▸ Exercise input
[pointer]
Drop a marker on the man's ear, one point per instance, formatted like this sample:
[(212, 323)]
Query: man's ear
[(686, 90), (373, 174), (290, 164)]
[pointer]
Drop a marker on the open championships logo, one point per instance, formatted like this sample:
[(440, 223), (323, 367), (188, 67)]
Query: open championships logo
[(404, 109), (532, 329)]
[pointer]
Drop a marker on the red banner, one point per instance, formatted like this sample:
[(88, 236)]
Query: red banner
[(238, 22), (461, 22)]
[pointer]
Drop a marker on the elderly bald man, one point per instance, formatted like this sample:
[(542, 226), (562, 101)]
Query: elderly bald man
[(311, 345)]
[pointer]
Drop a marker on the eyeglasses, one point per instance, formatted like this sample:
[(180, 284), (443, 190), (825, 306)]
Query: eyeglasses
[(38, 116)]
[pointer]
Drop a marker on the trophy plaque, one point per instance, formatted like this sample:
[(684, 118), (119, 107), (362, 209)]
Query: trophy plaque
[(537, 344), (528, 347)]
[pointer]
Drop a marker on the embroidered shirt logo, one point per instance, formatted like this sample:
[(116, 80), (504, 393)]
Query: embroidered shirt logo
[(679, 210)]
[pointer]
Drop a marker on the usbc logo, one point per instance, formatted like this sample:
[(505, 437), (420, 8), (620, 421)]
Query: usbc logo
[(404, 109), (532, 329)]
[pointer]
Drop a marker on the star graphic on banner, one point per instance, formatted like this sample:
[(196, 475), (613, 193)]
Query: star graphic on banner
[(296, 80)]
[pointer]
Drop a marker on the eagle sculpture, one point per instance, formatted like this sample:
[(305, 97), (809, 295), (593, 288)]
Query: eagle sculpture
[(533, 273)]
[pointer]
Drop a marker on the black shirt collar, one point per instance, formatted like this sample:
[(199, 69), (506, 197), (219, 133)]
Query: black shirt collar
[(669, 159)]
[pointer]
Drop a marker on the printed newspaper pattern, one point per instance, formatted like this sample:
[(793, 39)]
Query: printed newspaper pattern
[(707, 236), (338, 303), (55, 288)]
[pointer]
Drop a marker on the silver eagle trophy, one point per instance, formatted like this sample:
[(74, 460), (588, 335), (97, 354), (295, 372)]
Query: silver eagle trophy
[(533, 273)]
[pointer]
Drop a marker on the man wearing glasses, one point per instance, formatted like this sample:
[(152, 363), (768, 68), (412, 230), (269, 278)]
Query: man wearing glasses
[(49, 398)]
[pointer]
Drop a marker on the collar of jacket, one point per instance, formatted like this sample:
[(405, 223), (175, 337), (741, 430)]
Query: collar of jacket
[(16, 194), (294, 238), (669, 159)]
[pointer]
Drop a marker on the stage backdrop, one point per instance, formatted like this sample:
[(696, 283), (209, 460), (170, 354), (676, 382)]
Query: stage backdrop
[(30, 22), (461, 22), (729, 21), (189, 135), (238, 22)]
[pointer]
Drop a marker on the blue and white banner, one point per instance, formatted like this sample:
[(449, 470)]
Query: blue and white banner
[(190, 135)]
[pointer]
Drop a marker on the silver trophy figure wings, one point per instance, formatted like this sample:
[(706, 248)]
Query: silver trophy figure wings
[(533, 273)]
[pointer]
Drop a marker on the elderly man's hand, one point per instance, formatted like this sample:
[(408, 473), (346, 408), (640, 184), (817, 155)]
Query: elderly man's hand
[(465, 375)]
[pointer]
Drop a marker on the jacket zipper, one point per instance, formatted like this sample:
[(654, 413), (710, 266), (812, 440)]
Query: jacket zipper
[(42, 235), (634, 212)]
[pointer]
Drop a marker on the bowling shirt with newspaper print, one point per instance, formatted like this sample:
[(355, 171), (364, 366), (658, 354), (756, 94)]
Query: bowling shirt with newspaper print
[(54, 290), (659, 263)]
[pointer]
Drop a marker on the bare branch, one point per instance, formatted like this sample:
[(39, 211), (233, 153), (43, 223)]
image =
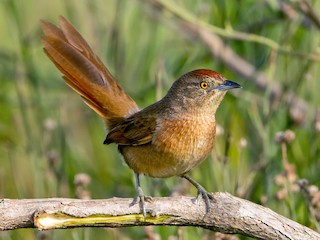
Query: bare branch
[(228, 214)]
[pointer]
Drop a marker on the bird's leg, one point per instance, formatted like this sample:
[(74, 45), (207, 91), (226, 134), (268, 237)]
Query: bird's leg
[(140, 198), (207, 196)]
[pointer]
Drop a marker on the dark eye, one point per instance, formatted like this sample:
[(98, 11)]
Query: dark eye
[(204, 85)]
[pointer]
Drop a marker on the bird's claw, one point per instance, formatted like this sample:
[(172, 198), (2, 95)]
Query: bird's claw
[(206, 196), (141, 199)]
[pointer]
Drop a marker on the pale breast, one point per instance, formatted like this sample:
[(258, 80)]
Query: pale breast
[(185, 139), (177, 147)]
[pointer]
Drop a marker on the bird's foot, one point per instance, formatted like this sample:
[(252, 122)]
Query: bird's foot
[(206, 196), (141, 199)]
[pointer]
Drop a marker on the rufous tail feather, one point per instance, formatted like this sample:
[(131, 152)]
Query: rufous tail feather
[(85, 73)]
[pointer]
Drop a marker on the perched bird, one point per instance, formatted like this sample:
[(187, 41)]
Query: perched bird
[(167, 138)]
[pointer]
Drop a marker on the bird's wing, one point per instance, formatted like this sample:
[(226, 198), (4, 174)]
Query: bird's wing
[(135, 130)]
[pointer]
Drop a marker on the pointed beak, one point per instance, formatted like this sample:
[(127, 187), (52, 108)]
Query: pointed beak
[(228, 85)]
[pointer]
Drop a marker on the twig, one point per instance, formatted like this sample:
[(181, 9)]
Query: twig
[(227, 214)]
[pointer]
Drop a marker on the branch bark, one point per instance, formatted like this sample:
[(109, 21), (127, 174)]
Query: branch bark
[(228, 214)]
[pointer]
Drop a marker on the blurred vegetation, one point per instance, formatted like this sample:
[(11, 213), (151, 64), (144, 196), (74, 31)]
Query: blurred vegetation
[(48, 136)]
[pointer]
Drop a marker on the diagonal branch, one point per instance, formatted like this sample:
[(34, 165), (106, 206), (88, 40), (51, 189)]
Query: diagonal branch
[(228, 214)]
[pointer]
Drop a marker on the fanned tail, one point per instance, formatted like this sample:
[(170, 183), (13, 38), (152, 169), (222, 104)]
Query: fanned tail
[(85, 73)]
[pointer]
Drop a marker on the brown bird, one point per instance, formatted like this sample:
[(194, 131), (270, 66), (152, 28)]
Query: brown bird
[(167, 138)]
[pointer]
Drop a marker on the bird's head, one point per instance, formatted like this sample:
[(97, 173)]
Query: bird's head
[(200, 89)]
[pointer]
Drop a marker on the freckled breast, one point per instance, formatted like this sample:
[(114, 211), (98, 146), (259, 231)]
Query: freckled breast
[(186, 139), (177, 147)]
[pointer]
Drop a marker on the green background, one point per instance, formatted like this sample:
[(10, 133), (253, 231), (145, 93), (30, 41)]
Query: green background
[(48, 135)]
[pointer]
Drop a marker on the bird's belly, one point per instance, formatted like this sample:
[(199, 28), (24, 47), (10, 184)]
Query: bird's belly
[(175, 149)]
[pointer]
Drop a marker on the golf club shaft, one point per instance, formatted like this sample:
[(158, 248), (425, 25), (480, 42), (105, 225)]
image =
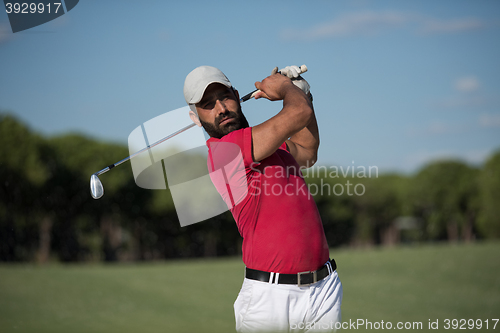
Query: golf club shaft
[(109, 167)]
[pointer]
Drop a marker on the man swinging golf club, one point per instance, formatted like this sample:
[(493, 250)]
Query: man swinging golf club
[(290, 283)]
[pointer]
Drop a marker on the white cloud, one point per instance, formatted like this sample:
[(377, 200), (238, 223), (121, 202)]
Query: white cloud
[(489, 120), (437, 128), (5, 33), (466, 84), (360, 23), (370, 23)]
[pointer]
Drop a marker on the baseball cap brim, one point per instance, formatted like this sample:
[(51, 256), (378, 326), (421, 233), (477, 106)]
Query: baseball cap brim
[(199, 79)]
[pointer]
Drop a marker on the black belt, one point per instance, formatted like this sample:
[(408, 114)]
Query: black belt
[(301, 279)]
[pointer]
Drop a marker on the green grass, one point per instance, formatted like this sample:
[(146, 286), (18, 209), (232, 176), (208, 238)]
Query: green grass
[(396, 285)]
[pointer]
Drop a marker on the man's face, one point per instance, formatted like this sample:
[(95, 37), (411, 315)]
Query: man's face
[(219, 111)]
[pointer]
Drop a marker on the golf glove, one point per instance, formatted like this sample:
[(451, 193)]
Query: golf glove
[(293, 72)]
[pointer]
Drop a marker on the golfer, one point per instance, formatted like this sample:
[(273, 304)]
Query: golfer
[(290, 283)]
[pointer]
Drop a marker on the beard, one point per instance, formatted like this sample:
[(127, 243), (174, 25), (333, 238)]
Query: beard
[(216, 130)]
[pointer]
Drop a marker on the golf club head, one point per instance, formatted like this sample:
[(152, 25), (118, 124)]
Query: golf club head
[(96, 189)]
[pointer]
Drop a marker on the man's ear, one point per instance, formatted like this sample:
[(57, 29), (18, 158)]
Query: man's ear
[(194, 118)]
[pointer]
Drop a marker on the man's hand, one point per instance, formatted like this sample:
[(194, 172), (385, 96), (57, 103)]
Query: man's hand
[(274, 87), (293, 73)]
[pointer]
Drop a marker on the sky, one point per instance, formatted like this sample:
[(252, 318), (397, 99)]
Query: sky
[(396, 84)]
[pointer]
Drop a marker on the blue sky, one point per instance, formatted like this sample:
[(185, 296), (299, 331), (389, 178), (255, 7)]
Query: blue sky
[(396, 84)]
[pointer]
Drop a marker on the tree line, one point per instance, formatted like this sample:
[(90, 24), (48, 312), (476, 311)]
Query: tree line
[(47, 213)]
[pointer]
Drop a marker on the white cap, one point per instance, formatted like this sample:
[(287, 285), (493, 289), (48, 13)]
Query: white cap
[(199, 79)]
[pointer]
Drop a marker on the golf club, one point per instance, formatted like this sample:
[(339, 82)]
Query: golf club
[(96, 188)]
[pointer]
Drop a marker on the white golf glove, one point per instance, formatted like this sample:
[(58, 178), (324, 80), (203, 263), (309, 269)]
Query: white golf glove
[(293, 72)]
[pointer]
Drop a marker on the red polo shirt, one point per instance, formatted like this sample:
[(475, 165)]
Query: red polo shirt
[(271, 204)]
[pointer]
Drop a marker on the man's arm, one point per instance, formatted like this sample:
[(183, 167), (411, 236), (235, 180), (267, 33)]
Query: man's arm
[(304, 144), (296, 122)]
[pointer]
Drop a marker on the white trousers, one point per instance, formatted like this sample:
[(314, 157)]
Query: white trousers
[(267, 307)]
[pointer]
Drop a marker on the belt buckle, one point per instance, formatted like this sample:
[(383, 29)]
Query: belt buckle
[(299, 275)]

▸ Brief
After locating the line with "[(405, 223), (175, 337), (741, 430)]" in the material above, return it and each line after it exactly, ending at the line with "[(696, 283), (209, 460), (170, 354), (676, 382)]".

▸ Written response
[(405, 223), (175, 337), (741, 430)]
Query: collar of jacket
[(16, 194), (294, 238), (669, 159)]
[pointer]
Drop a marker on the stage backdrop, one point per instance, formatted like this sample:
[(696, 283), (209, 460), (170, 354), (676, 382)]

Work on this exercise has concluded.